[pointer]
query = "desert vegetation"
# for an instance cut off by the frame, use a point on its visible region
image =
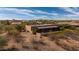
(14, 37)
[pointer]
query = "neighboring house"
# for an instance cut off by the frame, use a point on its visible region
(16, 22)
(41, 28)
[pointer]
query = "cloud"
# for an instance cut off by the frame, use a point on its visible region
(72, 10)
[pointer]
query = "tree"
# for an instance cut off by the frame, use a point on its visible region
(3, 41)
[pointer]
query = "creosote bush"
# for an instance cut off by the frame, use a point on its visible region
(3, 41)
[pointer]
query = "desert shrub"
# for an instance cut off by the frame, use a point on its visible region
(3, 41)
(34, 30)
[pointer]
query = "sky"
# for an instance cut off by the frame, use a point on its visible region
(33, 13)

WHAT THE EXERCISE ASKS:
Write out all the entries above again, replacing "neighboring house" with "nearby house" and keeping everything else unchanged. Leave the pictures out.

ANSWER TO THE TASK:
[pointer]
query = "desert vegetation"
# for an instance cut off by the frame, use a point on its visible region
image =
(14, 37)
[pointer]
query = "nearby house"
# for an instance cut off by the frame, use a point on its visible region
(16, 22)
(41, 28)
[pointer]
query = "cloud"
# for an instance cut off by the frame, use a point on its visible region
(72, 10)
[pointer]
query = "tree"
# for an instance cut off by the frame, use a point on its visible region
(3, 41)
[pointer]
query = "creosote bush"
# for an instance cut off by the frame, use a point on its visible region
(3, 41)
[pointer]
query = "desert shrub"
# for an instance cut off by the frame, use a point on its visible region
(3, 41)
(34, 30)
[pointer]
query = "sky"
# for an instance cut off by the frame, use a point on its visible region
(33, 13)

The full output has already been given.